*PAGE EXTRACT*.
Ivan P. Fellegi

Ivan Peter Fellegi, OC, statistician (born 22 June 1935 in Szeged, Hungary). Ivan Fellegi served as Statistics Canada’s chief statistician for 23 years. In this role, he introduced new methods for collecting and compiling national statistics. He has also vocally defended the agency’s independence from politics.



Photo of Ivan P. Fellegi

Ivan P. Fellegi was chief statistician of Canada from 1985 to 2008.

(Source: Statistics Canada)

Early Life and Education

Ivan Fellegi received primary and secondary schooling in Hungary. He was interested in literature as a youth. At 14, he became the youngest member of the Hungarian Writers’ Association. He nevertheless decided to study mathematics at university because he had obtained one of the top scores in math on the national exams.

Fellegi was a third-year undergraduate at Eötvös Loránd University when the Hungarian revolt against Soviet rule began in 1956. Like many other young Hungarians, Fellegi decided that he needed to flee the Russians’ severe control over the country. At age 21, he and his cousin crossed the border to Austria with the help of smugglers. They then travelled to Canada, where his older sister had settled several years earlier. (See also Hungarian Canadians.)

Early Career and Graduate Studies

After arriving in Ottawa, Ivan Fellegi began working at the Dominion Bureau of Statistics (see Statistics Canada) as a statistician. He also took courses at Carleton University. He received his MSc in 1958 and his PhD in mathematical statistics in 1961, both from Carleton. The year he earned his PhD, the statistics bureau promoted him to lead its section on sampling research.

Career Highlights

Ivan Fellegi became director of the Dominion Bureau of Statistics’ methodology and systems branch in 1971. The next year, he became assistant chief statistician of Statistics Canada, the new agency formed to replace the bureau. Promotions to deputy chief statistician (1984) and chief statistician (1985) followed. Fellegi continued as chief statistician for 23 years. He retired from Statistics Canada in 2008. The Canadian government named him chief statistician emeritus upon retirement.

*DATA SUPPLIED*.
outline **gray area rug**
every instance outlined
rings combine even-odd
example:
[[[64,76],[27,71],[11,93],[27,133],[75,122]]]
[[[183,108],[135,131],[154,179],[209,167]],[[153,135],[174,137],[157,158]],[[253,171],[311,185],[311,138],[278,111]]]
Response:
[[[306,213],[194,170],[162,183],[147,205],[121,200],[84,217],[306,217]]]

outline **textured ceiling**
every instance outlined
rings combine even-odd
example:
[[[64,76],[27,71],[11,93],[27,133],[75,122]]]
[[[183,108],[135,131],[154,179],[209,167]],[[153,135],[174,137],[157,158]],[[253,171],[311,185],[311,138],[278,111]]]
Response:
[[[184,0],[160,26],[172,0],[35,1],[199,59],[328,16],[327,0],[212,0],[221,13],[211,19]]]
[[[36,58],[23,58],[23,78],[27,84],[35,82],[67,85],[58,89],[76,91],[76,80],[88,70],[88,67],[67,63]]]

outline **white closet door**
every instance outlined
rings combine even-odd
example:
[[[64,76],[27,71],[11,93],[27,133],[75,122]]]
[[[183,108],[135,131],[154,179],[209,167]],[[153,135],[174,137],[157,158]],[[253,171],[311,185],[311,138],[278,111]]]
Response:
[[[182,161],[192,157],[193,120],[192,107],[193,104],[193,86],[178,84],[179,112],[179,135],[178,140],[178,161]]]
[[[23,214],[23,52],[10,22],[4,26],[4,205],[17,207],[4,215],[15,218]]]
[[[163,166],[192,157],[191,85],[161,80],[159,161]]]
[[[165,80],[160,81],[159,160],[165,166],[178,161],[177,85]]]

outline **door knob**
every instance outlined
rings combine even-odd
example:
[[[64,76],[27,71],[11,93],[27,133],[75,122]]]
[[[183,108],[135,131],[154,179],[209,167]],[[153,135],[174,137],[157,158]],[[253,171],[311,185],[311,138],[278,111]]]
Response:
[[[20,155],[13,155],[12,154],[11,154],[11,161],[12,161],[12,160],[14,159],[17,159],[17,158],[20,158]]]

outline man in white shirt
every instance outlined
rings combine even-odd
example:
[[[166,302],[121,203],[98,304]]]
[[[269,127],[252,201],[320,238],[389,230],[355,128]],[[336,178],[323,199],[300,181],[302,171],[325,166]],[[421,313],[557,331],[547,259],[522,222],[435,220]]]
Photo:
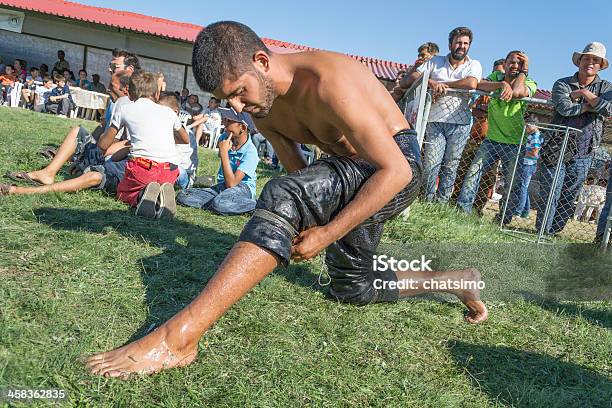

*REQUIREMENT A*. In the records, take the part that opens with the line containing "outline man in white shirt" and closes at the end of the records, and replace "even-odd" with "nonzero" without changing anything else. Leave the picture out of your answer.
*REQUIREMENT B*. Carry on the Ivan Fellegi biography from the point where it stops.

*RESPONSE A*.
outline man in white shirt
every instance outlined
rings combine nonzero
example:
[[[166,302],[121,203],[98,304]]]
[[[269,127],[252,201],[320,238],[389,230],[355,128]],[[336,178],[323,199],[300,181],[302,171],[325,166]],[[421,313],[557,331],[547,259],[522,222],[435,220]]]
Photo:

*RESPONSE B*.
Fellegi has had a great impact on Canadian statistics. He has pioneered new methods for collecting and compiling data. As chief statistician, one of his first actions was to make the agency’s public communications more accessible. He has also warned against the politicization of statistical research. Like his predecessor, Robert H. Coats, Fellegi believes that Statistics Canada can best serve Canadians if it is free to make its own choices.

In Fellegi’s citation for the 2016 Lise Manchester Award, the Statistical Society of Canada called him a champion of the integrity of official statistics. It also praised his successful campaign to bring back the long form census. (The Conservative government of Stephen Harper had cancelled the long form in 2010.)

Honours and Awards

  • Fellow, American Statistical Association (1965)
  • Member, Order of Canada (1992)
  • Honorary Doctor of Laws, Simon Fraser University (1995)
  • Honorary Doctor of Laws, McMaster University (1997)
  • Officer, Order of Canada (1998)
  • Honorary Doctor of Science, Carleton University (1999)
  • Honorary degree, Université de Montréal (2002)
  • Honorary degree, Institut national de la recherche scientifique, Université du Québec (2002)
  • Order of Merit of Hungary (2004)
  • Lise Manchester Award, Statistical Society of Canada (2016)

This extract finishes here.